*TASK DETAILS:* Reproduce the listing below word for word, starting at the line containing "of the tall" and ending with the line containing "[[137, 94], [257, 185]]", both included, and nothing else.

— Start TASK INPUTS —

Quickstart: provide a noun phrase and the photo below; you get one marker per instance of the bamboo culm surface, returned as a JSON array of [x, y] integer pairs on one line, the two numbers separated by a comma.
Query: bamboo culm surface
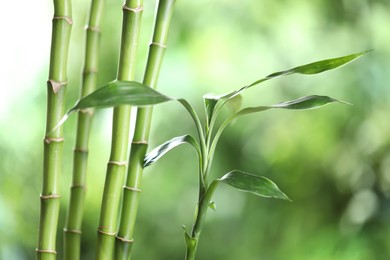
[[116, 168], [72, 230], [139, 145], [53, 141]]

— End TASK INPUTS —
— Start TASK INPUTS —

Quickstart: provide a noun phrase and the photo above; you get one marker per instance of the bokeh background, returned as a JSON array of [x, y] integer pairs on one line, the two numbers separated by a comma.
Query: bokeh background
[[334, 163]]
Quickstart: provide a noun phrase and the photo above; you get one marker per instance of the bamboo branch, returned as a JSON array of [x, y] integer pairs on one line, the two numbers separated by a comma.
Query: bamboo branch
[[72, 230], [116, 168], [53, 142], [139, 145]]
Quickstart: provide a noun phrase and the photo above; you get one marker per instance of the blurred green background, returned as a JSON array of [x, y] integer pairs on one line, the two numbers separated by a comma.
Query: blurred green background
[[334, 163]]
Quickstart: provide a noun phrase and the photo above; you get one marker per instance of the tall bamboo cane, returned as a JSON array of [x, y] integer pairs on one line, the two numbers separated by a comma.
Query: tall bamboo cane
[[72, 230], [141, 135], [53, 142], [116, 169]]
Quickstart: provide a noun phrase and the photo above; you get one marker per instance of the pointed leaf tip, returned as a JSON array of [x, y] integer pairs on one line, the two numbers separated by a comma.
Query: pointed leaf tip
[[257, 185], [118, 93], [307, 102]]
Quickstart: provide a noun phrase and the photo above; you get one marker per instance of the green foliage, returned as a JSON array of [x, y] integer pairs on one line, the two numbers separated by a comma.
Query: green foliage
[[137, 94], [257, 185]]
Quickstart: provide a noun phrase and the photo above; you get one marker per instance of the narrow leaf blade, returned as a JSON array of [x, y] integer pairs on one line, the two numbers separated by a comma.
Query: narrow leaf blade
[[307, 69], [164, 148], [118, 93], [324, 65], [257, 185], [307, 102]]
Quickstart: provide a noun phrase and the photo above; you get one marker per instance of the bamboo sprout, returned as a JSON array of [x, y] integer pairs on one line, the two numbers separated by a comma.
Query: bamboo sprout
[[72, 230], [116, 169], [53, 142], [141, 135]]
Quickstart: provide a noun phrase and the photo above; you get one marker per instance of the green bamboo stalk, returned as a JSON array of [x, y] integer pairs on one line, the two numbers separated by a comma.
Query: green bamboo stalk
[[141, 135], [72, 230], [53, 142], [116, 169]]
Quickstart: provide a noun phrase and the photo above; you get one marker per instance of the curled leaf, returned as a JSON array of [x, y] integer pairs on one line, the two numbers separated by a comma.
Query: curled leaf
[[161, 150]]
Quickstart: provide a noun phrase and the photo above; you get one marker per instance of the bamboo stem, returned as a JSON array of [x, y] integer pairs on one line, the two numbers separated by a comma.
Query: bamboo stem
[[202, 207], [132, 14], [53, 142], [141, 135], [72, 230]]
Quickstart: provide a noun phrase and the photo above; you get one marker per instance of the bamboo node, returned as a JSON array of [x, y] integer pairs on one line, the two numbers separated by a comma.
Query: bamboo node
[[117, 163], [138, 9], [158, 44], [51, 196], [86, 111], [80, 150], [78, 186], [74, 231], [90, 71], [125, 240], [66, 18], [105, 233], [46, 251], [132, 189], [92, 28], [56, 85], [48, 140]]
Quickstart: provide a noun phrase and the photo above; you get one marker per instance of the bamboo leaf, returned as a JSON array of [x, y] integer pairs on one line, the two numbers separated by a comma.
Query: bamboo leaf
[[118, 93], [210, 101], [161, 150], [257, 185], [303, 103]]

— End TASK INPUTS —
— Start TASK INPUTS —

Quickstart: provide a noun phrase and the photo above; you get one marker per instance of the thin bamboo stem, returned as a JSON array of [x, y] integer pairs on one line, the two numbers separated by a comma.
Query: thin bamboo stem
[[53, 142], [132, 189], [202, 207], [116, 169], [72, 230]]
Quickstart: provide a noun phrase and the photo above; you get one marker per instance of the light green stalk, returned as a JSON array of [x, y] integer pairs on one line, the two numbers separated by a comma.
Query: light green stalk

— End TASK INPUTS —

*REPLY TO THE EXERCISE:*
Quickstart: provide a noun phrase and the photo above; you get one marker per instance of the tall bamboo cane, returned as a JSON array of [x, y] integer pairs on one line, the two numbers separated by a comma.
Query: tall bamboo cane
[[72, 230], [141, 135], [53, 142], [116, 169]]
Quickstart: provide a noun phrase and the photo above; you get one marker per instance of the pointed leaf tip, returned as a JSON array of [x, y] integer pairs on one line, the two numbers separated by a comma.
Query: pointed leaf tip
[[257, 185], [118, 93], [307, 102]]
Quickstart: provide a noun phrase and the photo above; you get one marker per instance of the green foliage, returned as a JSON array of [x, y] integer pairs on one line, the two numbers separated by a comma.
Query: green foliage
[[137, 94], [257, 185]]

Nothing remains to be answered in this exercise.